Aim of the task:
Pull out every line of the data below that contains the string "clicks" and copy each one in full.

Data records:
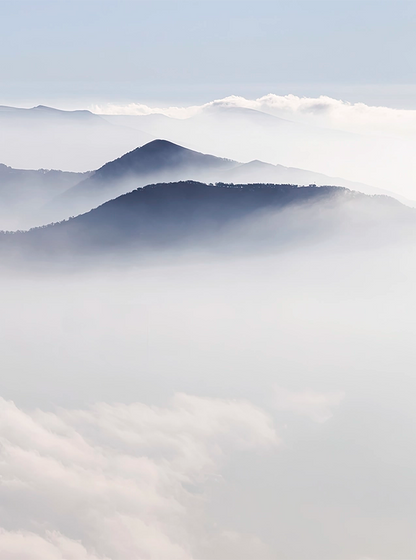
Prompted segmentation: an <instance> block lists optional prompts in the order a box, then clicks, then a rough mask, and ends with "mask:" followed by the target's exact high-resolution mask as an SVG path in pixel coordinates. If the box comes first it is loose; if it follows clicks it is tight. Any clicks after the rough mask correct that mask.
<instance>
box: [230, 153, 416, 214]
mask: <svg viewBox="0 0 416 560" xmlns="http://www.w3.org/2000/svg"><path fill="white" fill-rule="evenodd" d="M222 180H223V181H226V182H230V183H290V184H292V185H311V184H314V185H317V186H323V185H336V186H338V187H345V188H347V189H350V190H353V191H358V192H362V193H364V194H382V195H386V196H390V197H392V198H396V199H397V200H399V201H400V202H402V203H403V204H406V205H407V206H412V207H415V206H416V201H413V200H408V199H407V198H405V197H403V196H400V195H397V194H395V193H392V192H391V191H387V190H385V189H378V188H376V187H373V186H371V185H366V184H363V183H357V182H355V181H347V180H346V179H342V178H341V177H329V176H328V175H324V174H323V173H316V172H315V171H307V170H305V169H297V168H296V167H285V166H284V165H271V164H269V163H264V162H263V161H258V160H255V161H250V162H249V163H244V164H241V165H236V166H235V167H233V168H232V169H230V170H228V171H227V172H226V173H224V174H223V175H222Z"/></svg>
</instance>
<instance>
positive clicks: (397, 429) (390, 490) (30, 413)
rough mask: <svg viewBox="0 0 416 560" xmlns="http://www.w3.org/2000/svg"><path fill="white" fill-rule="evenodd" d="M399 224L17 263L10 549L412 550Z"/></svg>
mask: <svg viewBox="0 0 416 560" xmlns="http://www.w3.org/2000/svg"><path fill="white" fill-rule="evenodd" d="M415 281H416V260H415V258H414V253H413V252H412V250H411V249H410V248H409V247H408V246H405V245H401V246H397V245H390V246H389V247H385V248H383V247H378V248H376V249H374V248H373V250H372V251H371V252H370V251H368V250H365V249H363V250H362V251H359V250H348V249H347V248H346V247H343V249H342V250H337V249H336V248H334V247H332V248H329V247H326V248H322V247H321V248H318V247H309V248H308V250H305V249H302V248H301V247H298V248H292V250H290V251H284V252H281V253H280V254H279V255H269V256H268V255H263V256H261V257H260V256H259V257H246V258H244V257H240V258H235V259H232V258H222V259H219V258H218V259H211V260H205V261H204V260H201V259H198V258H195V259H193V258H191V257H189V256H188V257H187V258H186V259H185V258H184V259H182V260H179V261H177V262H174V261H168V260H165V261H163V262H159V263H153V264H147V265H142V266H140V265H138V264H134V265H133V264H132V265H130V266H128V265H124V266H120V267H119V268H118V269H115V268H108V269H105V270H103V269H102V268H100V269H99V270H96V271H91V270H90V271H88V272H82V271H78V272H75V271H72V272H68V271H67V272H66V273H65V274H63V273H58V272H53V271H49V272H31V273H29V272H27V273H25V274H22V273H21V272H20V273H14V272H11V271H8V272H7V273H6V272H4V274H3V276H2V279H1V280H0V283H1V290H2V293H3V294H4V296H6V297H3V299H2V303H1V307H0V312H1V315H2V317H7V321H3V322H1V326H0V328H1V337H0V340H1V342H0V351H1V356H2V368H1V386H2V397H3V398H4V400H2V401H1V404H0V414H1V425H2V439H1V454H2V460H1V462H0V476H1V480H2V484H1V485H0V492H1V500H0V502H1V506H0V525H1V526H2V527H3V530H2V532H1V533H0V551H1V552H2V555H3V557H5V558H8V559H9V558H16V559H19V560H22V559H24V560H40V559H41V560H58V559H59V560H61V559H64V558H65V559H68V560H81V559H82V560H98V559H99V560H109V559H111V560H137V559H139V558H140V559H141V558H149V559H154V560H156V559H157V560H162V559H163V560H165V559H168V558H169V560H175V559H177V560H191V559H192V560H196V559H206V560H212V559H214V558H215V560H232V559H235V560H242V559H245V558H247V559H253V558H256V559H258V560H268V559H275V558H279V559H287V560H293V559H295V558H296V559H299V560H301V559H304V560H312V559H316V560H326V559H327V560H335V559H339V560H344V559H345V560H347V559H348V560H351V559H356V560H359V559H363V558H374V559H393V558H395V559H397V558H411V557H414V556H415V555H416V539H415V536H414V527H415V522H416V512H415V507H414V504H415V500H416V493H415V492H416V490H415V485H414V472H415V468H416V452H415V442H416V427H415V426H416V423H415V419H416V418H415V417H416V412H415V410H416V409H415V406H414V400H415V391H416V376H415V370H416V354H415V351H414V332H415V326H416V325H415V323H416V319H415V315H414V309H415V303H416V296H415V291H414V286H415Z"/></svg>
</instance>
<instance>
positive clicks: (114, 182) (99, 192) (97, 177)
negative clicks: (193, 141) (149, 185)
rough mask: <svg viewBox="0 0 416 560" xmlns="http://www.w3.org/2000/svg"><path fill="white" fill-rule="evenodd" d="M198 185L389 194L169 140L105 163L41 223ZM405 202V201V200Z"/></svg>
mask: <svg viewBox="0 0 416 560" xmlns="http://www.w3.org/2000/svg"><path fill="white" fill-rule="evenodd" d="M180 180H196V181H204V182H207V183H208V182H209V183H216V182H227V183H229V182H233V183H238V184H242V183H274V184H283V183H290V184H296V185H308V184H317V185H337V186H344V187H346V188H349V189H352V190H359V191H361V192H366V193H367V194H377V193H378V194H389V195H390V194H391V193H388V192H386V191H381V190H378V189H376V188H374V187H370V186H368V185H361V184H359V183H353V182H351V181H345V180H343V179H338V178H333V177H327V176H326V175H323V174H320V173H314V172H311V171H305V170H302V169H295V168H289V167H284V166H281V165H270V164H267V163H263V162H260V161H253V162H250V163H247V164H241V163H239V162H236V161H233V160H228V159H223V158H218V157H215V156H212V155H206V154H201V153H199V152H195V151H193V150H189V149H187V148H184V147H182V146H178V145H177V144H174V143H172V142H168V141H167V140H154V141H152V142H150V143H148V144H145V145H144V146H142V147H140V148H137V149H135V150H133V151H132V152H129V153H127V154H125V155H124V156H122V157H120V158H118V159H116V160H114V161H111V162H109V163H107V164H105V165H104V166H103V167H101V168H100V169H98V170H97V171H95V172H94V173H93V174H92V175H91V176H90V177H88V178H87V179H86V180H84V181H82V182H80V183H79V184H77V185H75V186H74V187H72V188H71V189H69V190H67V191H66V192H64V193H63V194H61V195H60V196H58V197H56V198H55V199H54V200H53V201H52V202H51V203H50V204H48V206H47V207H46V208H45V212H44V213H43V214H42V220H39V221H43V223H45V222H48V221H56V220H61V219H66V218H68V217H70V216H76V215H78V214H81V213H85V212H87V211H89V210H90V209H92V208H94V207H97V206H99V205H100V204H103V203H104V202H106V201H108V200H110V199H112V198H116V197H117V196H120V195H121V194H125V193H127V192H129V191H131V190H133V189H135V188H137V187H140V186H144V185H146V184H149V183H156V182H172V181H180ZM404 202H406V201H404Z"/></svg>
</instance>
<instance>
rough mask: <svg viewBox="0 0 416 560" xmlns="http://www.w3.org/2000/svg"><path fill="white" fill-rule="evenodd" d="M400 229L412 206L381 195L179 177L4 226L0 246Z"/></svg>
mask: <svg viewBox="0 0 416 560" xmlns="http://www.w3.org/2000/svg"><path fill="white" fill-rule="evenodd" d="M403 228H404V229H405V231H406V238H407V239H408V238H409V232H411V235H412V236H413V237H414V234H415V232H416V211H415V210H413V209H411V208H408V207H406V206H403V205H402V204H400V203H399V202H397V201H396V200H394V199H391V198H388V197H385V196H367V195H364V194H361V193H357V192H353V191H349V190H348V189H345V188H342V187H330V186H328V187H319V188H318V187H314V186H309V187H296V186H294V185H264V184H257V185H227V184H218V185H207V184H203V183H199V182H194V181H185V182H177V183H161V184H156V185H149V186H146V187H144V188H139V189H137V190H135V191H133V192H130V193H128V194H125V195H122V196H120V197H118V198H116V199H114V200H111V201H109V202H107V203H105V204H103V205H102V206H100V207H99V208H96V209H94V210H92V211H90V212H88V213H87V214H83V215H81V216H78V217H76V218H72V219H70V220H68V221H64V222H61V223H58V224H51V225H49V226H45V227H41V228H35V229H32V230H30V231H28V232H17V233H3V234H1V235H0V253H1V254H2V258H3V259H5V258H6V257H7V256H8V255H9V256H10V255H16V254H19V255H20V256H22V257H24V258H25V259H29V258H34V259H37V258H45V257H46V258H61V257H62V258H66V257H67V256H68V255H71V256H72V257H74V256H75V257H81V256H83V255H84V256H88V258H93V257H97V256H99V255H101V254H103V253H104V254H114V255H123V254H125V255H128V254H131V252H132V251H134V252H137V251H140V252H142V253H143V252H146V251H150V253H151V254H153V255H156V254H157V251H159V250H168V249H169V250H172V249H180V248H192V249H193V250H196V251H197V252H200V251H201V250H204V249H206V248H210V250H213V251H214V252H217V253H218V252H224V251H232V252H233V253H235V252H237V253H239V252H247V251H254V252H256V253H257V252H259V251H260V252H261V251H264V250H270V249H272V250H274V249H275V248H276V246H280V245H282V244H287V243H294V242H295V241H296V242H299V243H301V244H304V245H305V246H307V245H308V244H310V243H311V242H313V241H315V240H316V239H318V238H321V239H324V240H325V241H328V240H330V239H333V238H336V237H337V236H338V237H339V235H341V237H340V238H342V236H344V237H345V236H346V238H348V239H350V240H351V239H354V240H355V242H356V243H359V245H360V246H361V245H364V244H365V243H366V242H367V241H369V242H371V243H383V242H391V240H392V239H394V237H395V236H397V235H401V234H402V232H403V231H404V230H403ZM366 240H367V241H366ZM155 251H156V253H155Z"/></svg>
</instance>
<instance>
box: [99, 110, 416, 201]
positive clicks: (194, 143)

Solution to the exercise:
Prompted segmentation: an <instance> block lists optional prompts in the order a box, then clicks, then a rough mask, and ends with "mask:" followed by the target's exact high-resolution mask as an SVG path in pixel coordinates. If the box comes first it is loose; if it follows clicks it is tight. Any clicks after the rough mask correct that mask.
positive clicks: (397, 429) (390, 490) (30, 413)
positive clicks: (114, 182) (99, 192) (97, 177)
negative clicks: (193, 141) (149, 185)
positive clicks: (194, 143)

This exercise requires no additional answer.